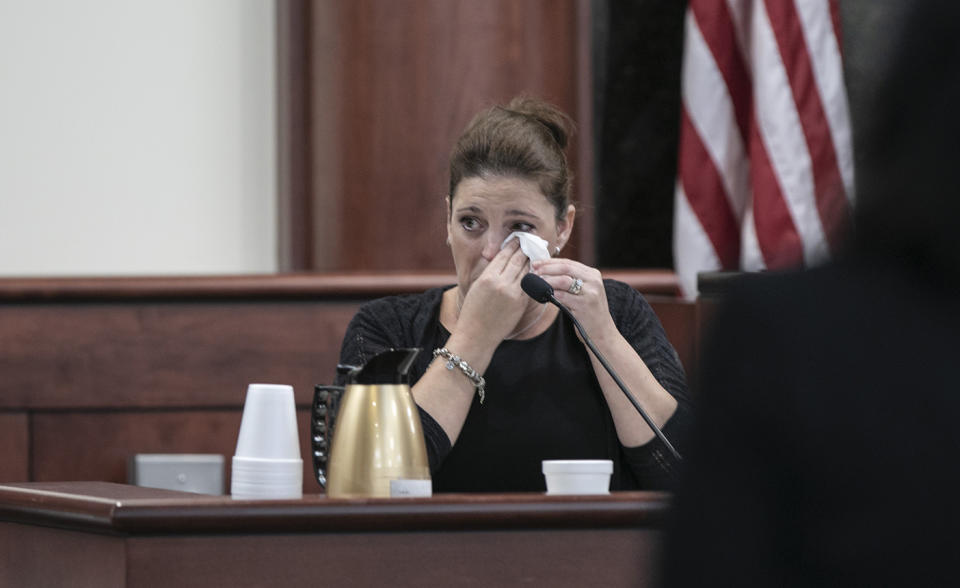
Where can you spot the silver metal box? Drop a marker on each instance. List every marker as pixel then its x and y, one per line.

____________

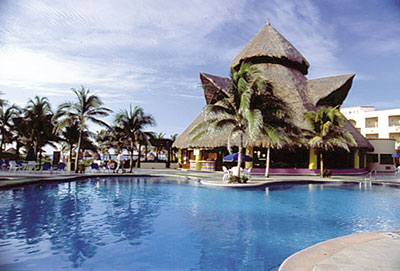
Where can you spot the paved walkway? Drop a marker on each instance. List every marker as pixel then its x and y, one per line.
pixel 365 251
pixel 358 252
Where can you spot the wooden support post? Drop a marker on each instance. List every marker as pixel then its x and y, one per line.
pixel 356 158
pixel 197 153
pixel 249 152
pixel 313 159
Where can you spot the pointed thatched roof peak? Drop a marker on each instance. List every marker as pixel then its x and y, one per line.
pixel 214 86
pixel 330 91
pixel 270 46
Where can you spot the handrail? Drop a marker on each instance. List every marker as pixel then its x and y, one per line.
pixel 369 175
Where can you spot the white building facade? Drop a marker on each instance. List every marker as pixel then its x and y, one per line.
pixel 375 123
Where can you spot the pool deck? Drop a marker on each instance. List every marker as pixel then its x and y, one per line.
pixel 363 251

____________

**Problem details**:
Reproduce verbatim the data beginning with the line containing "Where can you spot the white" and continuing through the line containing "pixel 363 251", including both of those lines.

**Correct response**:
Where can you spot the white building facade? Drop a marker on each instance. List every marker as pixel then its x and y, one per line.
pixel 375 123
Where can you spot the pool deck? Drop a marker on each instance. List every marker as pixel then its x and y, one per line.
pixel 363 251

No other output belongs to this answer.